-------- Material for this exercise --------

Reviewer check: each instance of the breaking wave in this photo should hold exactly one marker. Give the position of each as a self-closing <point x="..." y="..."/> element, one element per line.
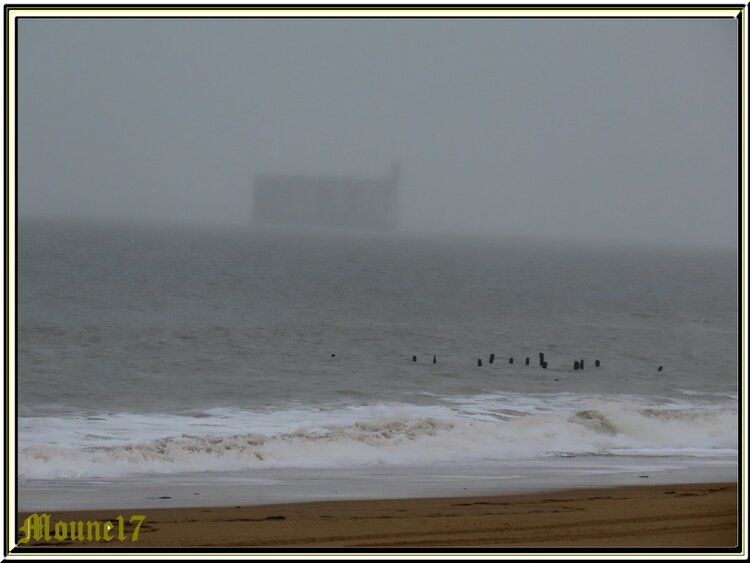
<point x="483" y="428"/>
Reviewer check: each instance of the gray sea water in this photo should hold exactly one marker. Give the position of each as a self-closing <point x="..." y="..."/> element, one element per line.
<point x="161" y="352"/>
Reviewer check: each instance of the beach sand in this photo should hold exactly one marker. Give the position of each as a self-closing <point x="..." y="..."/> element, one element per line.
<point x="677" y="516"/>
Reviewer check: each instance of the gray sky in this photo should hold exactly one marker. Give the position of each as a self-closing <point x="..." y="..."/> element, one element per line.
<point x="595" y="129"/>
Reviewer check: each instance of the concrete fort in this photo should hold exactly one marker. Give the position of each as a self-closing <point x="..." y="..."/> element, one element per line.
<point x="366" y="203"/>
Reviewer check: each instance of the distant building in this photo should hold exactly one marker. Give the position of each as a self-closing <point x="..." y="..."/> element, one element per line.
<point x="363" y="203"/>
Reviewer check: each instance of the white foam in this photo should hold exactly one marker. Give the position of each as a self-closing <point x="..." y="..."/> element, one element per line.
<point x="487" y="427"/>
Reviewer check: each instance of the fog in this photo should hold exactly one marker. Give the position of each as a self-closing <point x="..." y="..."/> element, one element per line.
<point x="620" y="129"/>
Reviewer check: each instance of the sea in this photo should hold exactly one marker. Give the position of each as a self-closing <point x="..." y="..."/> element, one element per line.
<point x="176" y="365"/>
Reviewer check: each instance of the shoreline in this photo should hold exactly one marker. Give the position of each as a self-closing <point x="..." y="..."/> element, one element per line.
<point x="699" y="515"/>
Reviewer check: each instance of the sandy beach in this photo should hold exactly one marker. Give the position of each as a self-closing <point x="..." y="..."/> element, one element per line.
<point x="677" y="516"/>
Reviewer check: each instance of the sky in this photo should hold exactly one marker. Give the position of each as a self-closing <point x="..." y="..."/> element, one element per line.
<point x="595" y="129"/>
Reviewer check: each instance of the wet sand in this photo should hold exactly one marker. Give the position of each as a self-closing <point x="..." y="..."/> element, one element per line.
<point x="676" y="516"/>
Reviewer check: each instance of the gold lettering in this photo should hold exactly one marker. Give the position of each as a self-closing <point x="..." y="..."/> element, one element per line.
<point x="107" y="528"/>
<point x="61" y="531"/>
<point x="120" y="528"/>
<point x="138" y="518"/>
<point x="95" y="526"/>
<point x="76" y="531"/>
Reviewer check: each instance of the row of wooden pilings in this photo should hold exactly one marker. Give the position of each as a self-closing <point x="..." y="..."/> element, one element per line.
<point x="577" y="364"/>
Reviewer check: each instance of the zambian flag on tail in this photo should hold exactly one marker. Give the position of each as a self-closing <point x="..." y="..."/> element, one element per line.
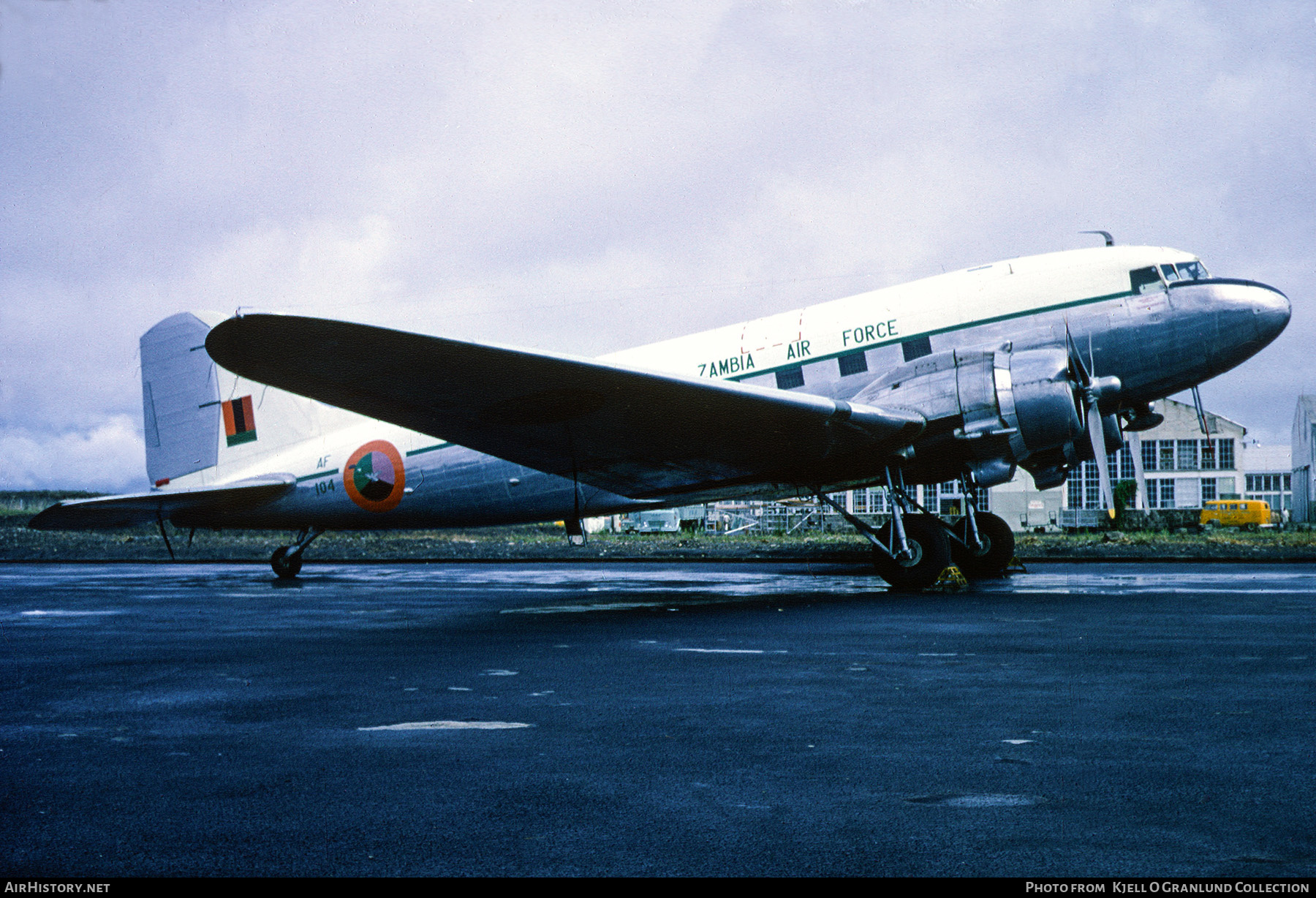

--------

→ **Exercise prompt**
Leave out the pictures and print every line of the data exactly.

→ **Exercise answer**
Reviewer check: each instance of the breaking wave in this photo should hold exactly one marker. Give the position of each as a self-closing <point x="..." y="..."/> element, one element per line.
<point x="483" y="428"/>
Reviewer check: each instance of the gray sea water in this photo should hold exactly one marker. Give the position of each as a self-closing <point x="..." y="..."/> element, one element per line.
<point x="161" y="352"/>
Reviewer check: each instance of the beach sand in this photo should hold exactly one marker. Give the position of each as a self-closing <point x="..." y="..."/> element, one element per line.
<point x="677" y="516"/>
Reviewer check: each instance of the gray sky in this photo should hold exactly one marker. Give the position of each as a self-closing <point x="..." y="..."/> element, one element per line.
<point x="595" y="129"/>
Reviewer check: each instance of the concrete fort in this photo should hold exactly one marker. Give the position of each as a self-closing <point x="..." y="..."/> element, one element per line.
<point x="366" y="203"/>
Reviewer check: each instance of the distant building in this photo should hold exactly one marker. Give the position of each as a self-closing <point x="..." y="..."/> element, one element per line.
<point x="363" y="203"/>
Reviewer check: each instance of the white foam in this photo should hold exactly one marker. Give the position of each as a self-closing <point x="..." y="..."/> element, one element per line.
<point x="487" y="427"/>
Reviewer check: each instance of the fog in this photo should hold exactly one marker. Give the position of each as a self-closing <point x="..." y="..."/> element, one element per line.
<point x="620" y="129"/>
Reviewer check: each instance of the sea in this photo should hold exactly one marker. Give the position of each as a self-closing <point x="..." y="..."/> element, one element per line.
<point x="176" y="365"/>
Reviewer check: each instance of the shoreline in this photo should hold exactly one marker. Give the position of each as a self-closing <point x="..." y="..."/> element, one element per line.
<point x="699" y="515"/>
Reviewer check: each instance of the sandy beach in this photo should hold exactly one marker. Give the position of each as a self-closing <point x="..." y="..."/> element, one element per line.
<point x="677" y="516"/>
Reviewer check: each instance of the sky in this photo should hold exactly one marker. Give the position of each as a self-closing <point x="..." y="..."/> element, one element per line.
<point x="595" y="129"/>
Reviewer check: each instance of the wet sand in this photo should hold exactly one marker. Give the position of each as a self-closing <point x="..." y="..."/> element, one element per line.
<point x="676" y="516"/>
Reviewer check: each instance of the gold lettering in this photo should hold exactly one marker. Give the position of each as a self-closing <point x="..." y="..."/> element, one element per line.
<point x="107" y="528"/>
<point x="61" y="531"/>
<point x="120" y="528"/>
<point x="138" y="518"/>
<point x="95" y="526"/>
<point x="76" y="531"/>
Reviewer check: each instance of the row of wooden pilings in this photo should hold exactly one marker. Give the position of each as a self-closing <point x="..." y="..."/> element, one element per line.
<point x="577" y="364"/>
Reviewer check: each instance of the zambian flag on tail in this photo should hold exactly one marker. Give the position of each as a self-closing <point x="..." y="..."/> element, one element per line.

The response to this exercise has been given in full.